WRITTEN TASK 1
Answer these about the I/O bandwidth thread below, one line per answer:
(a) Which three existing approaches does the writer name as examples of proportional share?
(b) What are the three basic operations listed under "I/O bandwidth shaping & General design aspects"?
(c) What rate is given as an example that no cgroup or application is guaranteed to sustain on a device?
WRITTEN TASK 2
Write the next part of the I/O bandwidth thread below, picking up after its last line.

EXTRACT TO READ
===
In previous my posting, what I mean was absolute guaranteeing for
minimum bandwidth, regardless of disk seek time, I/O type(sequential,
random, or mixed …) of process.
I also basically prefer proportional share depending on priority or
weight and I think it is meaningful, such like as dm-ioband, 2-layer
CFQ(satoshi) and 2-Layer CFQ(vasily).
But, additionally in that situation, I think absolute guaranteeing of
the minimum bandwidth will be required and several related companies
want it to be supported. Because proportional share has inaccuracy of
performance predictability, as Andrea mentioned before.
So, to complement the point, IMHO, I think so.

> And I think it is also possible to add a new scheduling policy to
> guarantee the minimum bandwidth. It might be cool if some group can
> use guranteed bandwidths and the other share the rest on proportional
> bandwidth policy.

Yes, I agree with you. This was what I intend to say
Thank you,

Dong-Jae Kang

--
dm-devel mailing list
dm-devel@redhat.com
https://www.redhat.com/mailman/listinfo/dm-devel
 
Old 08-13-2008, 07:47 AM
"Dong-Jae Kang"
 
Default RFC: I/O bandwidth controller

Hi,

2008/8/13 Andrea Righi <righi.andrea@gmail.com>:
> Fernando Luis Vázquez Cao wrote:
>> On Tue, 2008-08-12 at 22:29 +0900, Andrea Righi wrote:
>>> Andrea Righi wrote:
>>>> Hirokazu Takahashi wrote:
>>>>>>>>>> 3. & 4. & 5. - I/O bandwidth shaping & General design aspects
>>>>>>>>>>
>>>>>>>>>> The implementation of an I/O scheduling algorithm is to a certain extent
>>>>>>>>>> influenced by what we are trying to achieve in terms of I/O bandwidth
>>>>>>>>>> shaping, but, as discussed below, the required accuracy can determine
>>>>>>>>>> the layer where the I/O controller has to reside. Off the top of my
>>>>>>>>>> head, there are three basic operations we may want perform:
>>>>>>>>>> - I/O nice prioritization: ionice-like approach.
>>>>>>>>>> - Proportional bandwidth scheduling: each process/group of processes
>>>>>>>>>> has a weight that determines the share of bandwidth they receive.
>>>>>>>>>> - I/O limiting: set an upper limit to the bandwidth a group of tasks
>>>>>>>>>> can use.
>>>>>>>>> Use a deadline-based IO scheduling could be an interesting path to be
>>>>>>>>> explored as well, IMHO, to try to guarantee per-cgroup minimum bandwidth
>>>>>>>>> requirements.
>>>>>>>> Please note that the only thing we can do is to guarantee minimum
>>>>>>>> bandwidth requirement when there is contention for an IO resource, which
>>>>>>>> is precisely what a proportional bandwidth scheduler does. An I missing
>>>>>>>> something?
>>>>>>> Correct. Proportional bandwidth automatically allows to guarantee min
>>>>>>> requirements (instead of IO limiting approach, that needs additional
>>>>>>> mechanisms to achive this).
>>>>>>>
>>>>>>> In any case there's no guarantee for a cgroup/application to sustain
>>>>>>> i.e. 10MB/s on a certain device, but this is a hard problem anyway, and
>>>>>>> the best we can do is to try to satisfy "soft" constraints.
===
RECORDED INFORMATION
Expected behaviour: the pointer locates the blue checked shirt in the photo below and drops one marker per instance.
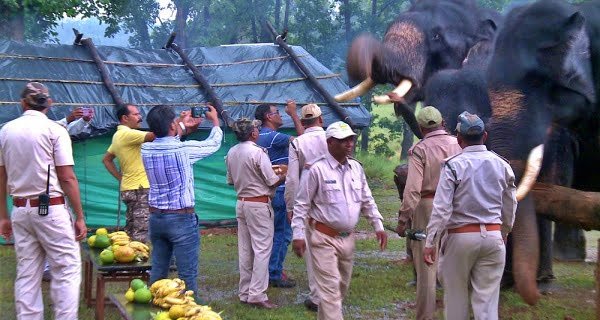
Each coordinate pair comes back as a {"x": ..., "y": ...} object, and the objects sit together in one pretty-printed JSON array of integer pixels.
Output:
[{"x": 168, "y": 163}]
===
OUTPUT 1
(a) dm-ioband, 2-layer CFQ (satoshi) and 2-Layer CFQ (vasily).
(b) I/O nice prioritization, proportional bandwidth scheduling and I/O limiting.
(c) 10MB/s.

OUTPUT 2
>>>>>> I think guaranteeing the minimum I/O bandwidth is very important. In the
>>>>>> business site, especially in streaming service system, administrator requires
>>>>>> the functionality to satisfy QoS or performance of their service.
>>>>>> Of course, IO throttling is important, but, personally, I think guaranteeing
>>>>>> the minimum bandwidth is more important than limitation of maximum bandwidth
>>>>>> to satisfy the requirement in real business sites.
>>>>>> And I know Andrea's io-throttle patch supports the latter case well and it is
>>>>>> very stable.
>>>>>> But, the first case(guarantee the minimum bandwidth) is not supported in any
>>>>>> patches.
>>>>>> Is there any plans to support it? and Is there any problems in implementing it?
>>>>>> I think if IO controller can support guaranteeing the minimum bandwidth and
>>>>>> work-conserving mode simultaneously, it more easily satisfies the requirement
>>>>>> of the business sites.
>>>>>> Additionally, I didn't understand "Proportional bandwidth automatically allows
>>>>>> to guarantee min
>>>>>> requirements" and "soft constraints".
>>>>>> Can you give me a advice about this ?
>>>>>> Thanks in advance.
>>>>>>
>>>>>> Dong-Jae Kang
>>>>> I think this is what dm-ioband does.
>>>>>
>>>>> Let's say you make two groups share the same disk, and give them
>>>>> 70% of the bandwidth the disk physically has and 30% respectively.
>>>>> This means the former group is almost guaranteed to be able to use
>>>>> 70% of the bandwidth even when the latter one is issuing quite
>>>>> a lot of I/O requests.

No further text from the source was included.